— START OF RECORDS TO USE —

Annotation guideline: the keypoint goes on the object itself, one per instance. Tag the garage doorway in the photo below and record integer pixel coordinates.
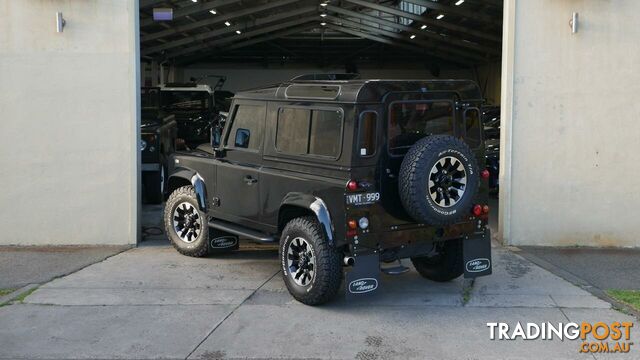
(197, 53)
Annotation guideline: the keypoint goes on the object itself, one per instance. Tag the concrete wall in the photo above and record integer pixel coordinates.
(571, 153)
(68, 123)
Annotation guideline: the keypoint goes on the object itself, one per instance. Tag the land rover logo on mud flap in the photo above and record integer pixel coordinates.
(223, 242)
(364, 285)
(478, 265)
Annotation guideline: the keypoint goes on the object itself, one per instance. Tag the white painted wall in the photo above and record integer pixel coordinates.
(68, 122)
(570, 118)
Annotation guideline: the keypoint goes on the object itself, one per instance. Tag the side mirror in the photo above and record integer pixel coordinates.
(216, 136)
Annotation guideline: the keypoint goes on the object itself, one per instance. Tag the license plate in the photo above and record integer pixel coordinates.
(363, 198)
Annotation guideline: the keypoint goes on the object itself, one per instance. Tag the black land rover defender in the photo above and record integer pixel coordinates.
(344, 175)
(158, 133)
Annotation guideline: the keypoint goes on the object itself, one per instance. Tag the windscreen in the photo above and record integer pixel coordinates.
(185, 100)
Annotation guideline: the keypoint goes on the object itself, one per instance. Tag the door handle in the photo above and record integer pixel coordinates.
(249, 180)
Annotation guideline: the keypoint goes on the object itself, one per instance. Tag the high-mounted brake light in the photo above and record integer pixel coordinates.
(352, 185)
(477, 210)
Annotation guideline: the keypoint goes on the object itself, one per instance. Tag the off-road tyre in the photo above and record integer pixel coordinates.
(415, 176)
(445, 265)
(199, 246)
(327, 262)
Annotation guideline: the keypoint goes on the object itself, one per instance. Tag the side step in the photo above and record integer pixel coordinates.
(395, 270)
(240, 231)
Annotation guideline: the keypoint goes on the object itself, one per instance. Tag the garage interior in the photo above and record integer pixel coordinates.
(255, 43)
(252, 43)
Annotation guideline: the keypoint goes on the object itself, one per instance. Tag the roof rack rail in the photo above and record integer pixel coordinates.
(338, 76)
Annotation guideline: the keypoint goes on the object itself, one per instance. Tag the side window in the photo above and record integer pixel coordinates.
(367, 126)
(309, 132)
(473, 134)
(325, 136)
(247, 127)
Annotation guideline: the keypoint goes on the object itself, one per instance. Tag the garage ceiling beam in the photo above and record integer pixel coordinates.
(218, 19)
(393, 43)
(228, 29)
(454, 10)
(254, 41)
(249, 34)
(192, 9)
(426, 20)
(447, 53)
(449, 40)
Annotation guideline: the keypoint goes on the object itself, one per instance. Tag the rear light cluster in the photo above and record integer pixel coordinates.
(353, 225)
(479, 210)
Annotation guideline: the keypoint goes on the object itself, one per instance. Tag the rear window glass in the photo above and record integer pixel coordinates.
(309, 132)
(411, 121)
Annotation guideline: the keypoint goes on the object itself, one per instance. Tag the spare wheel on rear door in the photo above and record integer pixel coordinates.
(438, 180)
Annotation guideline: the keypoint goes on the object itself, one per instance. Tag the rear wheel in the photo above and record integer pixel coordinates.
(311, 267)
(442, 264)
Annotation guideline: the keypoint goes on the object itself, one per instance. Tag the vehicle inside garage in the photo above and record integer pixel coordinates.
(225, 46)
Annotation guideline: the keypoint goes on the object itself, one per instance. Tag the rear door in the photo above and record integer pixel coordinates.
(238, 173)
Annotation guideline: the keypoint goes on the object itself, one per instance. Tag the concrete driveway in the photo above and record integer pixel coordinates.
(151, 302)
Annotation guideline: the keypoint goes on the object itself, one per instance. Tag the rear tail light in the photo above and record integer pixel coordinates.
(352, 185)
(477, 210)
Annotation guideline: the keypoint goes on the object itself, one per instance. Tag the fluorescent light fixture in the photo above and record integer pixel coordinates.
(162, 14)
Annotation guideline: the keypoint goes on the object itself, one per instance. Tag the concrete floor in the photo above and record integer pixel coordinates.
(151, 302)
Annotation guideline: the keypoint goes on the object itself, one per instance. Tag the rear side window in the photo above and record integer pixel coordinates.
(367, 133)
(247, 127)
(411, 121)
(309, 132)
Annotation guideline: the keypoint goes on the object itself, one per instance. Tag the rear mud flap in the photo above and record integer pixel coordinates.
(363, 278)
(477, 255)
(222, 242)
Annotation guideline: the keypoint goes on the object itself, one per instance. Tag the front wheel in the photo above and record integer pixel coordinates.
(184, 223)
(311, 267)
(442, 264)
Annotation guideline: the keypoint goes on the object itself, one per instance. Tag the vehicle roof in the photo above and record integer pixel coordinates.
(358, 91)
(186, 87)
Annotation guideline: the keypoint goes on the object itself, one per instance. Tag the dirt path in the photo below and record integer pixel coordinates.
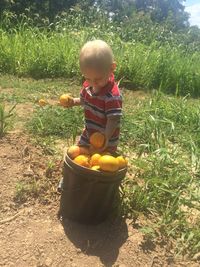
(32, 236)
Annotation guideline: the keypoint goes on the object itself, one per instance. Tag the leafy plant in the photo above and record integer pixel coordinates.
(5, 118)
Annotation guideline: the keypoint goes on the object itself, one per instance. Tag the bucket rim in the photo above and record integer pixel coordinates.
(102, 174)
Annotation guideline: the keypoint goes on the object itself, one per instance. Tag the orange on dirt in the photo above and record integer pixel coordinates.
(74, 151)
(94, 160)
(66, 100)
(97, 140)
(122, 162)
(108, 163)
(42, 102)
(82, 160)
(95, 168)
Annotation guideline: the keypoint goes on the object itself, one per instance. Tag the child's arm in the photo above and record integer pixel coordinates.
(77, 101)
(112, 124)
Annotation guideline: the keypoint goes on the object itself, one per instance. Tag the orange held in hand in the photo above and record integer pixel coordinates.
(66, 100)
(82, 160)
(74, 151)
(122, 162)
(94, 161)
(108, 163)
(97, 140)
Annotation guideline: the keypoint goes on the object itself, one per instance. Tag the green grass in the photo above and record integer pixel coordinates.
(160, 136)
(164, 133)
(6, 115)
(43, 53)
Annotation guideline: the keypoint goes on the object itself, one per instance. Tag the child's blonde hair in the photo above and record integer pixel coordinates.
(97, 55)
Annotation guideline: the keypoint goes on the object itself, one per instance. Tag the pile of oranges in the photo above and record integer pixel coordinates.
(86, 157)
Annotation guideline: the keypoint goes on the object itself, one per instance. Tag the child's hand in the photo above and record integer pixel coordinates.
(66, 101)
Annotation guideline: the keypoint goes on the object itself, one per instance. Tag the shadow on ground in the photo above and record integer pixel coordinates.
(103, 240)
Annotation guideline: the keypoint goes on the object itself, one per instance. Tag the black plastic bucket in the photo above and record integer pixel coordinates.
(88, 196)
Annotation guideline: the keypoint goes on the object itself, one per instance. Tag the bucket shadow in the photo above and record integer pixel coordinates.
(103, 240)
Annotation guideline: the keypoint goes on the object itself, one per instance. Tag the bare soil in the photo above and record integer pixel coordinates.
(31, 234)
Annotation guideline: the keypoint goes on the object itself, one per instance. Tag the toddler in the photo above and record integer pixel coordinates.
(100, 95)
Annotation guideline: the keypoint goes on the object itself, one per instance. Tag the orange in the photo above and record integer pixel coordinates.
(95, 168)
(66, 100)
(74, 151)
(94, 161)
(97, 140)
(82, 160)
(106, 153)
(84, 150)
(122, 162)
(42, 102)
(108, 163)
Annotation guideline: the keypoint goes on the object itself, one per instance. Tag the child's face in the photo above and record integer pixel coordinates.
(97, 79)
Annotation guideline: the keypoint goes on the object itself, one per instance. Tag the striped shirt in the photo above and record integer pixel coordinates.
(98, 107)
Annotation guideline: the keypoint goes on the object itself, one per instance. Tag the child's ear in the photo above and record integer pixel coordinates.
(113, 66)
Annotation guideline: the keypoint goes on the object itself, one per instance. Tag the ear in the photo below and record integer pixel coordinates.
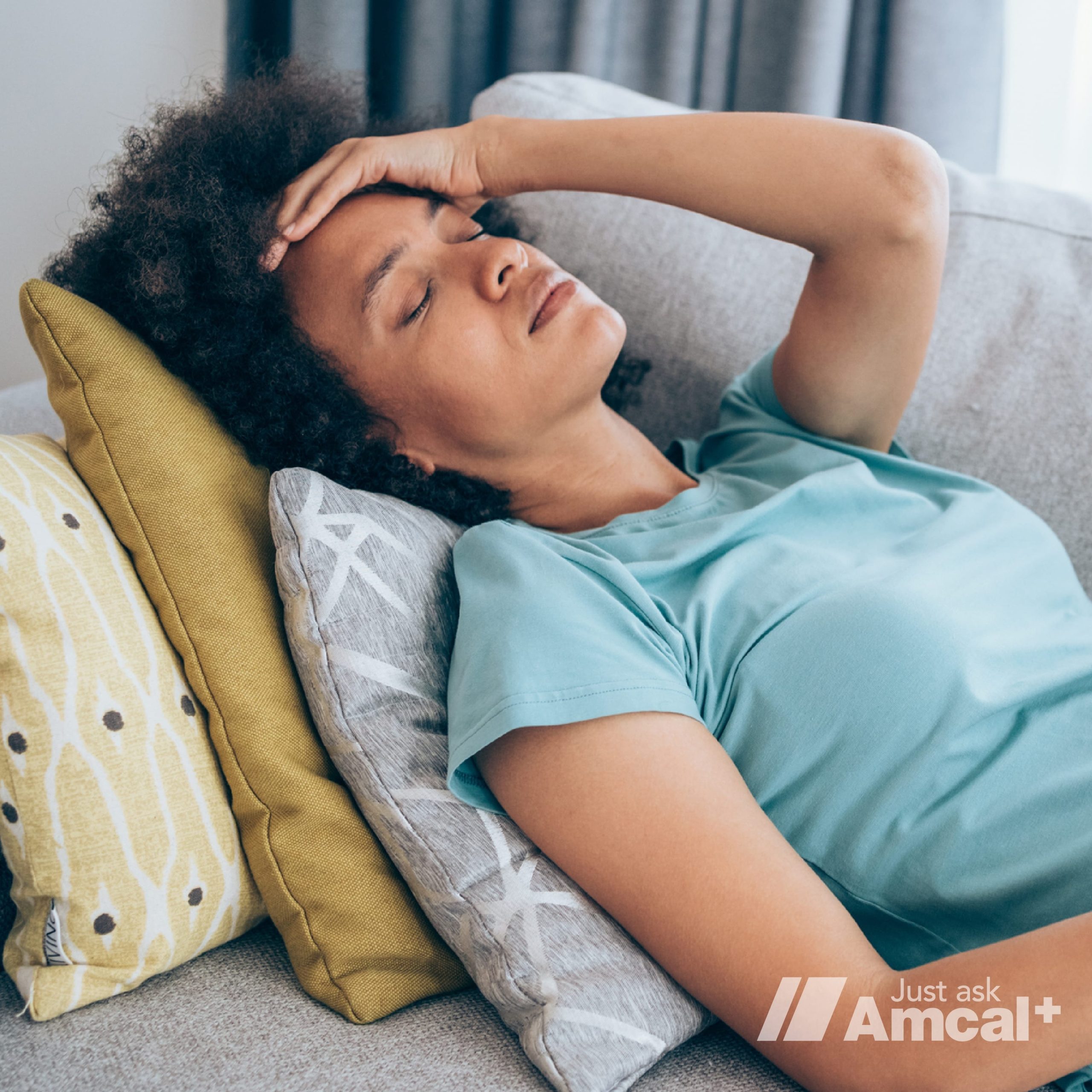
(421, 461)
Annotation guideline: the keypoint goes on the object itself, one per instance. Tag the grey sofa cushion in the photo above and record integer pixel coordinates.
(1006, 390)
(371, 610)
(26, 409)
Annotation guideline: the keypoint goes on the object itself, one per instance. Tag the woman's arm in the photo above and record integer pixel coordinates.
(871, 202)
(819, 183)
(649, 815)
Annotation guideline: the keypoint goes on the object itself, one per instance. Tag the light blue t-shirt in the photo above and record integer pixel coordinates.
(898, 659)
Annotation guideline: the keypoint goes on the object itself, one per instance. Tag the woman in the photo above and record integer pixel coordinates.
(790, 705)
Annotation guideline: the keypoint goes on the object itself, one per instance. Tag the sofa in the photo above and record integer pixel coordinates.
(1005, 395)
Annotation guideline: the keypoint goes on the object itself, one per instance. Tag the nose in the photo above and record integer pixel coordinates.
(505, 260)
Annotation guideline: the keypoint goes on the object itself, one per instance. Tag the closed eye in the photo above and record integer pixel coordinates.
(416, 313)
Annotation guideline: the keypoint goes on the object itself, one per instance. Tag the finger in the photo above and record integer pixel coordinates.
(469, 205)
(351, 176)
(299, 190)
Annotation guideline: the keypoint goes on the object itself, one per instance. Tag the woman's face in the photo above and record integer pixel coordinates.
(433, 328)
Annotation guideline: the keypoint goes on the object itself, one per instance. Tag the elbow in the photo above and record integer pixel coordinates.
(918, 182)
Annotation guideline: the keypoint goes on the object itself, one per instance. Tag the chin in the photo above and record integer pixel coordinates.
(611, 322)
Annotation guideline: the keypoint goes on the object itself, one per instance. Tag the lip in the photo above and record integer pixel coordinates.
(542, 291)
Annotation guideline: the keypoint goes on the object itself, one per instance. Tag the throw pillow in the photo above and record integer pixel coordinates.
(371, 610)
(114, 816)
(194, 512)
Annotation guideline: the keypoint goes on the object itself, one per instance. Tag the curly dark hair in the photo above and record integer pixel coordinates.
(171, 249)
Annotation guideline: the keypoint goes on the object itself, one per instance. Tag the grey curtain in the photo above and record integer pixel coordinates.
(931, 67)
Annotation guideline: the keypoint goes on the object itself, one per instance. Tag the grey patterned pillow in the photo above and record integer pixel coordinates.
(371, 611)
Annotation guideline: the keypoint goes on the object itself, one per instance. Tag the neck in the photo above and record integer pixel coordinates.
(609, 469)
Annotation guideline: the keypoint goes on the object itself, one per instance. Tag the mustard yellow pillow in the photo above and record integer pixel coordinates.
(114, 816)
(194, 512)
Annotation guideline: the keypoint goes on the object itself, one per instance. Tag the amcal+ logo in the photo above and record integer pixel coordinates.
(820, 996)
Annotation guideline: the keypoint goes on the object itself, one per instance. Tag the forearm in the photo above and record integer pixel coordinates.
(814, 182)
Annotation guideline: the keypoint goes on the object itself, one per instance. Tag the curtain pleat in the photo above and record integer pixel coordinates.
(931, 67)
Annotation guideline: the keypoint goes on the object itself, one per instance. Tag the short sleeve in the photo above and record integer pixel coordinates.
(549, 631)
(751, 403)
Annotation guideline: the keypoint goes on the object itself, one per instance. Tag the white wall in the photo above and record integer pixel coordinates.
(1046, 101)
(73, 76)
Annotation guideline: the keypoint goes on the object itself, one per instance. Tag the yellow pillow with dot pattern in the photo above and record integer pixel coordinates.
(115, 818)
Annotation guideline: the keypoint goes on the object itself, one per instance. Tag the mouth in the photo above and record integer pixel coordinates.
(549, 295)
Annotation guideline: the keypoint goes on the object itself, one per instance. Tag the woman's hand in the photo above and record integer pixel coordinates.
(447, 161)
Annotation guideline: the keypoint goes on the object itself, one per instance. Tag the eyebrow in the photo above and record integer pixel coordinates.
(376, 278)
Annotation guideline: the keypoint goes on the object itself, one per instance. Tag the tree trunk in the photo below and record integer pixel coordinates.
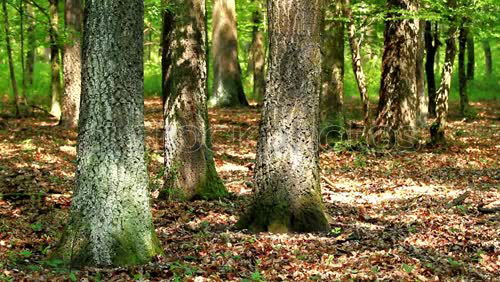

— END OF RECORDS TO USE —

Take the part of the rows that opens with the line containing "Tag the bare" and closes with the line containing "(1005, 395)", both lines included, and rewrite it as a JSON list of strings with one string per line. Skip blank lines, and leave the pictures out.

## [REPLY TO THE EXERCISE]
[
  "Annotation guideline: the keypoint goes on the object itself, one per instance. Tag the bare soil in the photo above and record integer pixel coordinates.",
  "(31, 234)",
  "Annotation guideline: the keypoint goes on the object itself, one per instance. Tag the toddler in the photo above and record integer pixel coordinates.",
  "(100, 95)",
  "Annotation guideline: the keypoint goes on the object itself, one per instance. Tag the orange in the photo above and record integer pixel coordinates.",
  "(95, 168)",
  "(66, 100)",
  "(74, 151)",
  "(94, 161)",
  "(97, 140)",
  "(82, 160)",
  "(106, 153)",
  "(84, 150)",
  "(122, 162)",
  "(42, 102)",
  "(108, 163)",
  "Annotation guideline: the keypoint goes on the object itself, one per instance. Tag the child's face in the photo above and record integer pixel coordinates.",
  "(97, 79)",
  "Annotation guideline: the keypoint goes on the object itself, one per instance. Tag the striped shirt in the photo above and record integer pixel coordinates.",
  "(98, 107)",
  "Annotation guideline: the keypoint goes on the object itself, one per instance. Tag the child's ear in the photo above and record integer pixel coordinates.",
  "(113, 66)",
  "Annotation guideline: the keypoint goes on the object itself, one per instance. Tag the ear in the photo below and record integer pixel coordinates.",
  "(421, 461)",
  "Annotation guideline: the keypoint goes on the object itself, one per instance. Tag the grey sofa cushion in the photo above and record integer pixel coordinates.",
  "(1006, 390)",
  "(371, 610)",
  "(26, 409)",
  "Annotation guideline: the keypoint goes on the object itself, one per instance. Tag the woman's arm in the photo above and record integer pixel coordinates.",
  "(871, 202)",
  "(819, 183)",
  "(649, 815)",
  "Annotation guideline: the keypoint goes on the object itself, one per instance. Tag the light blue t-shirt in the photo above and record integer pixel coordinates.",
  "(898, 659)",
  "Annotation guideline: the keypoint goes on the object itself, one per instance. Tag the woman in the photo above and record integer pixel coordinates.",
  "(790, 705)",
  "Annotation guideline: the keypoint goes on the object itself, one per instance. Tag the sofa in the photo above and record integer pixel coordinates.",
  "(1005, 395)"
]